Extract every line of the records below and reproduce each one verbatim.
## start Dataset
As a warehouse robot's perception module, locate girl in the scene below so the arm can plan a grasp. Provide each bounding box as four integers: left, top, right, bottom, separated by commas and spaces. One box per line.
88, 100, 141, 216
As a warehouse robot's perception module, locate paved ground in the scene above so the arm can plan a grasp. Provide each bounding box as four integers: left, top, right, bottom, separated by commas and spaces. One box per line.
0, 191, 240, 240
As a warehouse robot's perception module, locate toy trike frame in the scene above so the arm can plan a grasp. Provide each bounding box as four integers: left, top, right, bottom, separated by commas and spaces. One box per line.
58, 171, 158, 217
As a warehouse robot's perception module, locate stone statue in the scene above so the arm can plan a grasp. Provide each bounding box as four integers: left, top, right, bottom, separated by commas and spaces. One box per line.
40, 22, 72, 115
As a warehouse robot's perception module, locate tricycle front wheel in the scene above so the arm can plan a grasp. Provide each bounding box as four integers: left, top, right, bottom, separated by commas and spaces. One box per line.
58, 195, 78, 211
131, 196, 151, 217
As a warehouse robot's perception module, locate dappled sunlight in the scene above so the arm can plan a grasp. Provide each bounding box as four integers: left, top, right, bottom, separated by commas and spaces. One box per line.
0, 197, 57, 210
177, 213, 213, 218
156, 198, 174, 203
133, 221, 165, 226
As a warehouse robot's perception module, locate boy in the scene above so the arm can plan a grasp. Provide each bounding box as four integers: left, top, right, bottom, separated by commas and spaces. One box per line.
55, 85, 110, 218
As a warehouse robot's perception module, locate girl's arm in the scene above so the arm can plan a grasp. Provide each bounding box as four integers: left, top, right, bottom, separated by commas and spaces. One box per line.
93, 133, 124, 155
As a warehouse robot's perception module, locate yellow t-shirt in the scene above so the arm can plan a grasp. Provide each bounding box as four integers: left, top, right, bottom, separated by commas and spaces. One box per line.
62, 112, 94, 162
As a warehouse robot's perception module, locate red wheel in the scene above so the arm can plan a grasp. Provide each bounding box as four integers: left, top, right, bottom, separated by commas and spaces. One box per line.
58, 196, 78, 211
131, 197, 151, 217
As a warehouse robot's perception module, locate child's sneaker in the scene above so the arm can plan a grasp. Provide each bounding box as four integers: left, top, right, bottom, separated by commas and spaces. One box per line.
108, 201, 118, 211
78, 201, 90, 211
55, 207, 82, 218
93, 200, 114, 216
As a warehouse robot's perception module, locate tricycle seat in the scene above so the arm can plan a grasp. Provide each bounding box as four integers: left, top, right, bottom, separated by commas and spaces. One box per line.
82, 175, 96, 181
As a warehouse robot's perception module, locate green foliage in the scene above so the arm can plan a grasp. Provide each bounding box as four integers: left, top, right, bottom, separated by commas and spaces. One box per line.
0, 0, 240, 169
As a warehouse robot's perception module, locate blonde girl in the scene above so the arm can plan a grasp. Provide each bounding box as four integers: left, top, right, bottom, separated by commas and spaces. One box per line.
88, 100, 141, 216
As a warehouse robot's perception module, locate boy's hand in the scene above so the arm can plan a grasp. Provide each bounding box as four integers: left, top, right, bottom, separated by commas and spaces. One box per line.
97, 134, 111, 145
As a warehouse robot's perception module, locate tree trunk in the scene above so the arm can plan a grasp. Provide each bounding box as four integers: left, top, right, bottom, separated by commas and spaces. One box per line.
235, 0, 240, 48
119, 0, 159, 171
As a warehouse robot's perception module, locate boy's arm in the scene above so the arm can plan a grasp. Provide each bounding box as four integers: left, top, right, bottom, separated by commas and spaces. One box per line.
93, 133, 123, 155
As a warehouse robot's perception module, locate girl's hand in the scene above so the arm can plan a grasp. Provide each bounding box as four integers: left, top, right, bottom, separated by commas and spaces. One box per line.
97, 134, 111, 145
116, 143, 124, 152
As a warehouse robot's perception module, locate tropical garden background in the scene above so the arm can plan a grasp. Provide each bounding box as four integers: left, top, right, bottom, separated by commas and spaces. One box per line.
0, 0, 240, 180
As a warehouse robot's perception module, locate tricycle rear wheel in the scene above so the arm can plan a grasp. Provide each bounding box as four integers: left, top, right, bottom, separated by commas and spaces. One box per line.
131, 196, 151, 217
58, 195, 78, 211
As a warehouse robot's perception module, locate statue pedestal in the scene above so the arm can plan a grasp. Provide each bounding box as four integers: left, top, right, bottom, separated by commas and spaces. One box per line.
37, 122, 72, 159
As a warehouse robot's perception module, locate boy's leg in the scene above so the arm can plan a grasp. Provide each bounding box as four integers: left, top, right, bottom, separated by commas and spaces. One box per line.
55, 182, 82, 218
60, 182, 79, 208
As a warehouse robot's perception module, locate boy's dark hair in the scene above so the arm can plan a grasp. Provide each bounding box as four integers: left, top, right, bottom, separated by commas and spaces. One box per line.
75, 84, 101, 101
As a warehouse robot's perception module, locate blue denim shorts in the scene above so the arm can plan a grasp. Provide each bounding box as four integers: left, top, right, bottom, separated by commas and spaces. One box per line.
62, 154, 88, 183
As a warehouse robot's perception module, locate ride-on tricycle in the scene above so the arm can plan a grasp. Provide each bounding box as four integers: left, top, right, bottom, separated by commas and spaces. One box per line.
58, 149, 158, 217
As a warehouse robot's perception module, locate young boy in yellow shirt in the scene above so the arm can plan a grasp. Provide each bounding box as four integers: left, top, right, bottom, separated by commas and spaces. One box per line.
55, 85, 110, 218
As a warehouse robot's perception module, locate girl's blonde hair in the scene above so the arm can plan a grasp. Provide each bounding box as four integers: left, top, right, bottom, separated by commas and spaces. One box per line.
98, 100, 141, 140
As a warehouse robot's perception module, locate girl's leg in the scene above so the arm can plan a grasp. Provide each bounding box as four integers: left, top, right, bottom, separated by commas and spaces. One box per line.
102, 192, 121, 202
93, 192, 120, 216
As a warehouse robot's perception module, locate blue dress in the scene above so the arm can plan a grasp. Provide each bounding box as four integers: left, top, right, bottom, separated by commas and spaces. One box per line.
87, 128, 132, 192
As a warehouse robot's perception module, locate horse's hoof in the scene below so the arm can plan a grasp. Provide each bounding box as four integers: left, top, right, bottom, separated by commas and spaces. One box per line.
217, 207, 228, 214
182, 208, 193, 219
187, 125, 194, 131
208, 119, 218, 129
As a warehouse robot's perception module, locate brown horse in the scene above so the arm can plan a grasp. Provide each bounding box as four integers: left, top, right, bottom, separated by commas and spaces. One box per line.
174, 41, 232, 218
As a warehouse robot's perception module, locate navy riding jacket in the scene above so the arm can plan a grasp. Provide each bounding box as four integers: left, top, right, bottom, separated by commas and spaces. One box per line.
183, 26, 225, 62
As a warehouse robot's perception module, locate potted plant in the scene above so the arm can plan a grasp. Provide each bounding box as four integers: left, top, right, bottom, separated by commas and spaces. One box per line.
## end Dataset
Output of the task:
As a warehouse robot's perception module, locate girl in the scene below so the arm can plan a grasp. Provide each bounding box as four integers: left, top, right, bottom, separated by commas and spaces. One box per line.
88, 100, 141, 216
As a warehouse robot's perception module, locate paved ground in the scene above so the arm can plan a grasp. Provide each bounding box as four integers: left, top, right, bottom, separated by commas and spaces. One box per line.
0, 191, 240, 240
As a warehouse robot's perception module, locate toy trike frame in the scene above so the arm can plan a grasp. Provide each bounding box as four integers: left, top, right, bottom, separated by commas and spaces. One box per line.
58, 171, 158, 217
As a warehouse robot's perception module, locate stone statue in the scene above so the arm can plan a grasp. Provide each bounding box as four integers: left, top, right, bottom, separated by commas and spaces. One box per line.
40, 22, 72, 115
As a warehouse robot's perception module, locate tricycle front wheel in the scene above so the arm can plan a grasp. Provide each bounding box as four integers: left, top, right, bottom, separated by commas and spaces. One box per line.
58, 195, 78, 211
131, 196, 151, 217
As a warehouse robot's perception module, locate dappled sunlight in the scene above so the arm can plan a grasp. Provide each bounding box as four integers: left, top, right, bottom, separated by commas and spaces. One box per line.
0, 197, 57, 210
177, 213, 213, 218
156, 198, 174, 203
133, 221, 165, 226
As a warehouse robot's perception module, locate boy in the scene above so the arm can plan a grasp. Provide each bounding box as four integers: left, top, right, bottom, separated by commas and spaces. One box per line.
55, 85, 110, 218
As a warehouse robot's perception module, locate girl's arm in the scene above so the arm can plan a grasp. Provide each bounding box as four integers: left, top, right, bottom, separated by commas and spaces. One box per line.
93, 133, 124, 155
As a warehouse robot's perception module, locate yellow t-shirt in the scene above so the arm can plan a grasp. Provide each bounding box as four integers: left, top, right, bottom, separated by commas and spaces. One box per line.
62, 112, 94, 162
As a warehouse robot's perception module, locate red wheel in the scene above so the arm can plan a grasp. Provide each bounding box as four integers: left, top, right, bottom, separated by commas and spaces. One box per line.
58, 196, 78, 211
131, 197, 151, 217
As a warehouse robot's perception module, locate child's sneaker in the scene above so the arm can plan a grasp. Provide each bounding box as four integers: left, top, right, bottom, separated by commas and spaces. One box per line.
108, 201, 118, 211
78, 201, 90, 211
55, 207, 82, 218
93, 200, 114, 216
As a warehouse robot's perception module, locate tricycle seat in the scene above so the arm can plan a grasp. Provide each bounding box as four integers: left, top, right, bottom, separated by commas and spaces. One box per line.
82, 175, 96, 181
As a warehouse robot's perception module, locate green foliage in the scene above so the arm can plan a grasp. Provide each bounding box as four integers: left, top, right, bottom, separated by commas and spaces. One box per line.
0, 0, 240, 169
As a warehouse robot's perception module, locate blonde girl in the scene above so the arm can plan a grasp. Provide each bounding box as four integers: left, top, right, bottom, separated by commas and spaces. One box per line.
88, 100, 141, 216
As a warehouse robot's perception module, locate boy's hand in the scene above so the arm can plan a grasp. Provide each bounding box as four integers: left, top, right, bottom, separated by commas and spaces. One box per line.
97, 134, 111, 145
As a warehouse robot's perception module, locate tree trunk in the scene above so the arm can plan a grasp. Provide each bounding box as four integers: left, top, right, bottom, separated by commas and spaces. One box per line.
235, 0, 240, 48
119, 0, 159, 171
As a warehouse robot's perception module, locate boy's arm in the scene above so the arm can plan a grasp. Provide each bounding box as four integers: left, top, right, bottom, separated by commas and spaces. One box per line.
93, 133, 123, 155
As a warehouse robot's perception module, locate girl's hand in the scene above so the arm can plan a grasp. Provide each bounding box as four integers: left, top, right, bottom, separated by commas and spaces. One box per line.
97, 134, 111, 145
116, 143, 124, 152
As a warehouse robot's perception module, locate tropical garden background in the scene above so the arm can plan a grasp. Provide each bounding box as four integers: left, top, right, bottom, separated by commas and spaces. One box per line.
0, 0, 240, 180
As a warehouse robot's perception module, locate tricycle rear wheel in the scene above so the arm can plan a grasp. Provide each bounding box as four integers: left, top, right, bottom, separated by commas and spaces. One box per line.
131, 196, 151, 217
58, 195, 78, 211
As a warehouse robot's perception module, locate statue pedestal in the scene above so the arm can plan a grasp. Provide each bounding box as four integers: left, top, right, bottom, separated by commas and spaces. One box per line.
37, 122, 72, 159
As a warehouse robot's perception module, locate boy's leg in the scene above so the arm can plan a grasp. Provide each bounding box as four integers: left, top, right, bottom, separated by commas and spaces. One box per line.
55, 182, 82, 218
60, 182, 79, 208
As a warehouse robot's perception module, locate boy's dark hair in the scene above so the arm can plan a grasp. Provide each bounding box as four integers: left, top, right, bottom, separated by commas and spaces. One box per line.
75, 84, 101, 101
As a warehouse robot's perception module, locate blue denim shorts in the scene above so the arm can plan a grasp. Provide each bounding box as four integers: left, top, right, bottom, separated by commas and spaces. One box per line.
62, 154, 88, 183
As a warehouse robot's perception module, locate ride-on tricycle in the scene above so the arm can plan a grasp. Provide each bounding box as four integers: left, top, right, bottom, separated by commas and spaces. One box per line.
58, 149, 158, 217
As a warehouse robot's perception module, locate young boy in yellow shirt in the scene above so the arm can plan a grasp. Provide each bounding box as four integers: left, top, right, bottom, separated by commas and spaces. One box per line.
55, 85, 110, 218
As a warehouse robot's perception module, locate girl's blonde hair in the scene above so the arm can plan a grasp. Provide each bounding box as four integers: left, top, right, bottom, separated by commas and spaces. One box per line.
98, 100, 141, 140
As a warehouse robot's perception module, locate girl's leg in the scene above so the arm can plan a grasp. Provide each bounding box as four integers: left, top, right, bottom, separated by commas and spaces. One box per line.
102, 192, 121, 202
93, 192, 120, 216
As a warehouse robot's perception module, locate blue dress in the scene above so the arm can plan a grasp. Provide each bounding box as four integers: left, top, right, bottom, separated by commas and spaces. One box per line.
87, 128, 132, 192
As a warehouse robot's perception module, locate horse's hoof in the scene below so the arm can plan a grasp. Provide each bounding box as four integers: left, top, right, bottom, separated by commas and spaces. One box per line.
217, 207, 228, 214
182, 208, 193, 219
187, 125, 194, 131
208, 119, 218, 129
As a warehouse robot's perception module, locate brown horse in the scene above so the arm can plan a grasp. Provide each bounding box as four integers: left, top, right, bottom, separated by commas and spaces. One box per line.
174, 41, 232, 218
As a warehouse robot's perception module, locate navy riding jacket in the scene above so the arm can plan a grasp. Provide each bounding box as four integers: left, top, right, bottom, separated by commas and spaces. One box per line.
183, 26, 225, 62
As a warehouse robot's perception module, locate potted plant in the scene above so the arm can plan a grasp. Provide each bounding box as four integers: left, top, right, bottom, separated by commas and spaces. One box per line.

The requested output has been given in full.